Provided text ▸
__________

Hold on to your seat because the Centers for Medicare and Medicaid Services (CMS) recently released 1,800 pages of proposed rule changes. One of those changes could breathe life back into sales and development of new drugs that use chimeric antigen receptor-modified T-cells (CAR-T) to go after cancer.

Healthcare provider helping a patient into his wheelchair.
Healthcare provider helping a patient into his wheelchair.

Image source: Getty Images.

The problem with CAR-T therapies

This approach works better than anyone could have hoped for, but the process is a little complicated. Removing a patient's blood cells, then conditioning them for a successful reinfusion can rack up huge additional expenses that nobody's quite sure how to pay for.

So far, sales of two CAR-T therapies, Yescarta from Gilead Sciences and Kymriah from Novartis, have been disappointing. Gilead spent $12 billion to acquire its CAR-T therapy franchise a couple of months before Yescarta launched in October 2017, and sales during the last three months of 2018 climbed to just $324 million annualized.

__________

Provided material ▸

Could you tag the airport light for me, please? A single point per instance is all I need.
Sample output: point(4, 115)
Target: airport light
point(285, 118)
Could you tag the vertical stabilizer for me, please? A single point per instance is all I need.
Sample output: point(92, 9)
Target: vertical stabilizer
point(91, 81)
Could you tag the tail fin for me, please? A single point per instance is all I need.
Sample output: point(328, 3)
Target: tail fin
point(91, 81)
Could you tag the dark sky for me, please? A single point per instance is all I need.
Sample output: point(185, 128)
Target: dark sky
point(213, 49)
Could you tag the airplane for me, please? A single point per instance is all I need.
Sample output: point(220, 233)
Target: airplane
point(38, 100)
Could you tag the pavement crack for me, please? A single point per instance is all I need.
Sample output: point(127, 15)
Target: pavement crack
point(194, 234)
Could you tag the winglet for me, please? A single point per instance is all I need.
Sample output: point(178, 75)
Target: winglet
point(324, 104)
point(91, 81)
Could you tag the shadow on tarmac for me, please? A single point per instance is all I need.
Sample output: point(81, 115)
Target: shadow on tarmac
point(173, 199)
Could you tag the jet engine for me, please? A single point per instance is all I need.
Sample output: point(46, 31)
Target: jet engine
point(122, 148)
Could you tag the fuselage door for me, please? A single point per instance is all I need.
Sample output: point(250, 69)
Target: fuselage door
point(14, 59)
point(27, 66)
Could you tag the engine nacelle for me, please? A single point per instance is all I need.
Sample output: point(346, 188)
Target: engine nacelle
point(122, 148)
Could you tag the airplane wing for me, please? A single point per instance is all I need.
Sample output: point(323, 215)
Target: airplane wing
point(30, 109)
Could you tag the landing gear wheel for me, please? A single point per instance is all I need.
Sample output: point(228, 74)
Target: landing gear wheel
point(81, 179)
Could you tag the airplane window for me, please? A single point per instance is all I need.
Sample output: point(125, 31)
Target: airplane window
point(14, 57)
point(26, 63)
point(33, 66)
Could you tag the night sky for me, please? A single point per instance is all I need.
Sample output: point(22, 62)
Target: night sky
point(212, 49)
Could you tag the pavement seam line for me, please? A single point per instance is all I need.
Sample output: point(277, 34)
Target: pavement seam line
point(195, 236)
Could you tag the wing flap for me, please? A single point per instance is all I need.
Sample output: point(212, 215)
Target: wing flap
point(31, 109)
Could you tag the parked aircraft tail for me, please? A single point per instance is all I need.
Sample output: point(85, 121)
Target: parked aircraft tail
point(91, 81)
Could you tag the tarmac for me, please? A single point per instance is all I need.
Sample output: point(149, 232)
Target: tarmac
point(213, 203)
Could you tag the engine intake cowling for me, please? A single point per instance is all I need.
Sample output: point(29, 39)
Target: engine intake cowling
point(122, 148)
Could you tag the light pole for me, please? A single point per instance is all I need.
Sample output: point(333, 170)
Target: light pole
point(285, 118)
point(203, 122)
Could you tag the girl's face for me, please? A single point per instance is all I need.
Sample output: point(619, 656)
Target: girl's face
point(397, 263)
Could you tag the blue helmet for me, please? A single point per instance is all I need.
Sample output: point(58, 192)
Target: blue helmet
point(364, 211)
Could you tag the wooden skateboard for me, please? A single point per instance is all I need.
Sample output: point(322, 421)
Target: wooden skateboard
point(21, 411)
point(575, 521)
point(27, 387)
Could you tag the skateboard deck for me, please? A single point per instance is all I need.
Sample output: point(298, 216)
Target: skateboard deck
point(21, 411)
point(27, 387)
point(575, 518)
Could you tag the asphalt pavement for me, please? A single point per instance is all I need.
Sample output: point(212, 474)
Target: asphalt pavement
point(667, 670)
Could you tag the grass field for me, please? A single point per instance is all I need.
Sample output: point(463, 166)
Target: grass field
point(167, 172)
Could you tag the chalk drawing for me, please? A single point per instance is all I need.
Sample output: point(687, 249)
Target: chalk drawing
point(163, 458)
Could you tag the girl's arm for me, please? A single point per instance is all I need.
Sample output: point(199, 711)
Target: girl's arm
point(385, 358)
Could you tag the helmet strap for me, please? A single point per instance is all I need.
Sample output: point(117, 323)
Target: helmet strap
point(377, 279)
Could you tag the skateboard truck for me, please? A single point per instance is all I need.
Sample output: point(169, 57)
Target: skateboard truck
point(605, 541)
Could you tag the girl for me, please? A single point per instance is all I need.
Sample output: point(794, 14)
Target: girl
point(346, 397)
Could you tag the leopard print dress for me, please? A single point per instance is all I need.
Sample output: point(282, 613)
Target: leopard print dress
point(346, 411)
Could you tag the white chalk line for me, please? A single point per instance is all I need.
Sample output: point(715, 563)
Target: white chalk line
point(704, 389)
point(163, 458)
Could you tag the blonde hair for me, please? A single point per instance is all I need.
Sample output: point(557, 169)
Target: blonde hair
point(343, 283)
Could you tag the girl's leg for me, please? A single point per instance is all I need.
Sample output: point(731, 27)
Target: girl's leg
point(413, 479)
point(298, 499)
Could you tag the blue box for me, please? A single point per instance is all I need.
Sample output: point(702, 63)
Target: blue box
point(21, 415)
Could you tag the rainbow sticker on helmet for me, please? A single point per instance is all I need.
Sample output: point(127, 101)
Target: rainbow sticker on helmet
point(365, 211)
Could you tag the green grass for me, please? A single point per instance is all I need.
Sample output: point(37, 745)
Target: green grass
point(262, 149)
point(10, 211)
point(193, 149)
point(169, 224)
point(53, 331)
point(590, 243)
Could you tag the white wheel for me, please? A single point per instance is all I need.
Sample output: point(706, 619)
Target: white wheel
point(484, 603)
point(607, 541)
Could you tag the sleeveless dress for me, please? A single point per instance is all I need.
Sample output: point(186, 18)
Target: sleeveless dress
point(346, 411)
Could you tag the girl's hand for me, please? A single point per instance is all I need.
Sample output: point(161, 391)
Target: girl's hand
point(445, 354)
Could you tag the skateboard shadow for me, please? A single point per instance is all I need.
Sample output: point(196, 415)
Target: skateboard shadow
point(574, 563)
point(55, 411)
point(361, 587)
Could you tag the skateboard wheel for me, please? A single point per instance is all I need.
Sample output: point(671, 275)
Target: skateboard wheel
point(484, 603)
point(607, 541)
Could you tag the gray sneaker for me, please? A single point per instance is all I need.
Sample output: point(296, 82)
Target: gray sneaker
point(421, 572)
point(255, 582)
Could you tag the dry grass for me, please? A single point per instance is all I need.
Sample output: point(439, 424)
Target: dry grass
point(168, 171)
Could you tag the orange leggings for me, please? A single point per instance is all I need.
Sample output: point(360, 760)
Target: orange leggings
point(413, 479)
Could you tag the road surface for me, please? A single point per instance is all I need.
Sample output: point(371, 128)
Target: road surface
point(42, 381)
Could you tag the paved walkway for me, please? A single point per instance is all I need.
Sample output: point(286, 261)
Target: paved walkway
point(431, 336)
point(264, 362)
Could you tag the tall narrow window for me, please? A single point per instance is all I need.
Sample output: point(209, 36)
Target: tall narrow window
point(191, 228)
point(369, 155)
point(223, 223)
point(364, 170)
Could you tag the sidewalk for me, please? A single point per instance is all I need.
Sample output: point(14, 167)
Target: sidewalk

__________

Task A ▸
According to the text on CAR-T therapies, how many pages of proposed rule changes did the Centers for Medicare and Medicaid Services recently release?
Task B ▸
Extend the article on CAR-T therapies and the CMS rule changes, picking up right after its last sentence.
The records have no connection to the text about CAR-T therapies and the CMS rule changes.

Answer space A ▸
1,800 pages.

Answer space B ▸
Novartis is a lot bigger than Gilead, but its CAR-T therapy isn't doing any better. During the first quarter of 2019, Kymriah sales rose to an annualized $180 million.

Yescarta and Kymriah are both used to treat people with non-Hodgkin lymphomas that keep relapsing after standard treatments can't get the job done. These patients are so difficult to treat that a complete response rate in the single digits used to be front-page news. During a trial leading to Yescarta's approval, a breathtaking 52 out of 101 patients achieved complete remission.

Miniature shopping cart full of pills on a lot of money.
Miniature shopping cart full of pills on a lot of money.

Image source: Getty Images.

Extra expenses

It didn't happen overnight, but commercial payers are coming around to the idea that a one-time infusion of a drug with a six-figure price tag also includes a six-figure hospital bill. When administrators at the CMS noticed Medicare patients were missing a chance for long-term survival because of an antiquated payment system that couldn't accommodate CAR-T, it was clearly time for a change.

The CMS wants to put an end to cases of curtailed access to CAR-T therapies that occur because hospitals don't know how they're going to get paid to provide them. Existing "technology add-on payments" aren't nearly enough, but raising them across the board would burst the agency's budget. Luckily, the CMS has a reasonable solution.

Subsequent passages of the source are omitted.